--- Begin ---
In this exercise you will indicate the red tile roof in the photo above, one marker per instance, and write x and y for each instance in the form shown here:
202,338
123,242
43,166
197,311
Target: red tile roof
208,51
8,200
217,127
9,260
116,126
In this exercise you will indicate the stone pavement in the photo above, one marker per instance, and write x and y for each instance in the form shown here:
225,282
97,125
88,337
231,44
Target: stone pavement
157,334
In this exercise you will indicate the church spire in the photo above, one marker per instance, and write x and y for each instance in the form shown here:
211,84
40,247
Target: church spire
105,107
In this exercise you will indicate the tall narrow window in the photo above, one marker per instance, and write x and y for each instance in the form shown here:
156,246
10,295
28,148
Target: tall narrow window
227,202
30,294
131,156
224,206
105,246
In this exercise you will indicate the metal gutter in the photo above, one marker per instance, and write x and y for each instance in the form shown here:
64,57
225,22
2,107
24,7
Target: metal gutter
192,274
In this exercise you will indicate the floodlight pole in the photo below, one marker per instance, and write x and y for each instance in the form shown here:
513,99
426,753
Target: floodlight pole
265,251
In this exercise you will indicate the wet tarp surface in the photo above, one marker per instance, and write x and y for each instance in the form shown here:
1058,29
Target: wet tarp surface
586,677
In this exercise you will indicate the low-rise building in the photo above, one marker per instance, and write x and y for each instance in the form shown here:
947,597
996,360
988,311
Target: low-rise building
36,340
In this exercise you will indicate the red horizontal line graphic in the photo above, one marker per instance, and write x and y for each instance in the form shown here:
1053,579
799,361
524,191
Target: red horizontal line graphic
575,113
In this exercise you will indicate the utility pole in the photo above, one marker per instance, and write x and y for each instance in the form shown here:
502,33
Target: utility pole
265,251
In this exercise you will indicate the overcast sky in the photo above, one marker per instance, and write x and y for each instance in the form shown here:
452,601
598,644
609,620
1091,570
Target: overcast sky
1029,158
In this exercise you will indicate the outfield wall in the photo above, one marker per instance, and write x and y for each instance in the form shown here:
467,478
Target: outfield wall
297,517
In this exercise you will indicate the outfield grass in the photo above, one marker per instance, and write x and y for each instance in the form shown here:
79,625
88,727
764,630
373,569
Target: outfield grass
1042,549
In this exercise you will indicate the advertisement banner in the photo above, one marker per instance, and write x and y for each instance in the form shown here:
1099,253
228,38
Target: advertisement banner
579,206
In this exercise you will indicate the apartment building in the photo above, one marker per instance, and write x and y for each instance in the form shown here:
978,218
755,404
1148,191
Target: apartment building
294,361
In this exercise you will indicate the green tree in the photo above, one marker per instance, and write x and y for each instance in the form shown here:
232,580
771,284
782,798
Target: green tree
--- End ---
Work required >>
Every entry must be output again, exactly as written above.

Written answer >>
In this exercise you will indicate the red tile roof in the photo above, one marker per instance, and write x and y for each instance in the form shown here:
202,338
123,242
43,166
197,311
Target: red tile roof
208,51
8,200
217,127
9,260
116,126
In this exercise you will indicate the stone pavement in the photo above, one marker per instance, and write x and y for each instance in the form shown here:
225,282
97,125
88,337
231,44
Target: stone pavement
157,334
In this exercise you will indicate the church spire in the photo above, one marker per instance, and write x and y for each instance in the form shown here:
211,84
40,247
Target: church spire
105,107
In this exercise you will indicate the tall narrow window in the photo above, one marker per instance, and write x and y for each instance in the form shown here:
156,246
10,295
28,148
Target: tall narrow window
227,202
30,294
131,156
224,206
105,246
In this exercise you will indicate the metal gutter in the photo above, one marker per instance, and write x and y for each instance in the form shown here:
64,57
225,22
2,107
24,7
Target: metal gutter
192,274
In this exercise you will indicate the floodlight pole in the photo below, one marker per instance, and write x and y for each instance in the form shown here:
513,99
426,753
Target: floodlight pole
265,251
In this exercise you will indicate the wet tarp surface in the photo above, one marker per instance, and write x and y for each instance in the form shown here:
1058,29
Target: wet tarp surface
586,677
In this exercise you will indicate the low-rise building in the photo above, one marker per instance, and write x and y for each instance in the form shown here:
947,597
996,360
988,311
Target: low-rise building
36,340
In this exercise you will indicate the red horizontal line graphic in the photo above, one marker per instance, and write x and y for each instance in the form shown here:
1053,579
799,361
524,191
Target: red horizontal line graphic
575,113
In this exercise you will indicate the utility pole in the photo above, one marker per instance, and write x and y for each instance in the form shown here:
502,33
Target: utility pole
265,251
In this exercise you will indicate the overcast sky in the photo above, one marker per instance, and write x and y for each instance in the form shown here:
452,601
598,644
609,620
1091,570
Target: overcast sky
1029,158
In this exercise you will indicate the outfield wall in the photo above, one marker per instance, and write x and y for each instance in the form shown here:
467,478
Target: outfield wall
297,517
In this exercise you will indicate the outfield grass in the photo above, one marker per instance, and write x and y for each instance in the form shown here:
79,625
88,727
764,630
373,569
Target: outfield grass
1042,549
In this exercise you will indicate the advertisement banner in the photo above, one marker per instance, and write x and y for each instance in the form shown here:
1099,253
228,38
Target: advertisement banner
579,206
In this exercise you will indicate the apartment building in the photo above, one marker per instance, and write x and y for each instance in the form shown here:
978,218
755,404
1148,191
Target: apartment building
294,361
In this exercise you will indicate the green tree in the photo above, one marker per instance, and write x and y for each instance in the form shown here:
232,580
771,284
782,798
Target: green tree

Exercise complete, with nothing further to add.